### PASSAGE TO READ

──────────────────────────────

Japanese Artist Yayoi Kusama Featured at Princeton University Art Museum

Exhibition Dates: May 9 through July 30, 2000

PRINCETON -- An exhibition of over sixty works on paper and two sculptures by Japanese artist Yayoi Kusama is on view at The Art Museum, Princeton University, through July 30, 2000. "Yayoi Kusama: Early Drawings from the Collection of Richard Castellane, Class of 1955" surveys the brightly colored, highly patterned, and visually saturated works of this recently rediscovered revolutionary artist. The works are drawn from the collection of Richard Castellane, a New York gallery owner who organized three important Kusama exhibitions in the mid 1960s.

"I first visited Kusama at her New York studio in the early 1960s," notes Castellane. "Coming as I was from a traditional background in art, I was totally unprepared for Kusama's work. The most startling thing about her work was that her paintings, compositions, and sculptures were clearly expanding on the vaious ways that artists had traditionally addressed space. It was as if Kusama was geared to creating an entirely new element of artistic composition, namely infinity -- compositions that had no beginning, no middle, no end."

──────────────────────────────

### DIRECTIONS
1 - Please say whether each statement below agrees with the Kusama exhibition text, answering yes or no and quoting the words from the text that decide it.
(a) The exhibition includes more than sixty works on paper along with two sculptures.
(b) Richard Castellane is described as a gallery owner based in Chicago.
(c) Castellane first visited Kusama's studio in the late 1950s.
2 - According to the Kusama exhibition text, through what date is the show on view at Princeton?
3 - Carry on the Kusama exhibition text from its last sentence.
The items that come next have nothing to do with the Kusama exhibition text.

──────────────────────────────

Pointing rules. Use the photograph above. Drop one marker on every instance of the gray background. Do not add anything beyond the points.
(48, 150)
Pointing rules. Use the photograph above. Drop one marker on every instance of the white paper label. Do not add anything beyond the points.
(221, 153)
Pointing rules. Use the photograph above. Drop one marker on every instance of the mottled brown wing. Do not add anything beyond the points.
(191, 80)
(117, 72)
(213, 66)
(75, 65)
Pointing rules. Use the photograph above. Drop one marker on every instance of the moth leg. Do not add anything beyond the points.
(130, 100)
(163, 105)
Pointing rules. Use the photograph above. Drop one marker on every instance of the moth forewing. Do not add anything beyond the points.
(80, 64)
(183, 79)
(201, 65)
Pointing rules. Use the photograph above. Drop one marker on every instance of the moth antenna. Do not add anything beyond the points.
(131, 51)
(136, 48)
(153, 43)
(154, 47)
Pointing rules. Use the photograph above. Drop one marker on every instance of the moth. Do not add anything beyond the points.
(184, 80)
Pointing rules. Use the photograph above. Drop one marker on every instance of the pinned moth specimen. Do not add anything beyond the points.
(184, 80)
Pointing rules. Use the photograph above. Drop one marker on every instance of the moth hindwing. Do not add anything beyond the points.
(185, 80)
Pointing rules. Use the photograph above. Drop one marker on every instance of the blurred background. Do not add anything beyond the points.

──────────────────────────────

### ANSWERS PER TASK
1 -
(a) Yes: "An exhibition of over sixty works on paper and two sculptures by Japanese artist Yayoi Kusama"
(b) No: "Richard Castellane, a New York gallery owner"
(c) No: "I first visited Kusama at her New York studio in the early 1960s"

2 - July 30, 2000.

3 -
Kusama came to prominence in the New York art world during the 1960s. As a result of her turbulent home life and post-war stress, Kusama developed a psychological disorder, often referred to as obsessional neurosis. Feeling ostracized from the rigid hierarchial society of Japan, Kusama left her homeland in search of artistic freedom. She arrived in America in 1958, carrying with her an assortment of some 2,000 watercolors and drawings. By 1962 she had participated in a wide variety of gallery and museum exhibitions both in the United States and Europe, exhibiting primarily Infinity Net paintings and related works on paper. In 1965 and 1966, however, Kusama's exhibitions "Floor Show," "Driving Image Show," and "Infinity Mirror Room" at the Castellane Gallery in New York marked the most forceful presentation of the artist's obsessional imagery and launched her optically ensconcing Accumulation sculpture.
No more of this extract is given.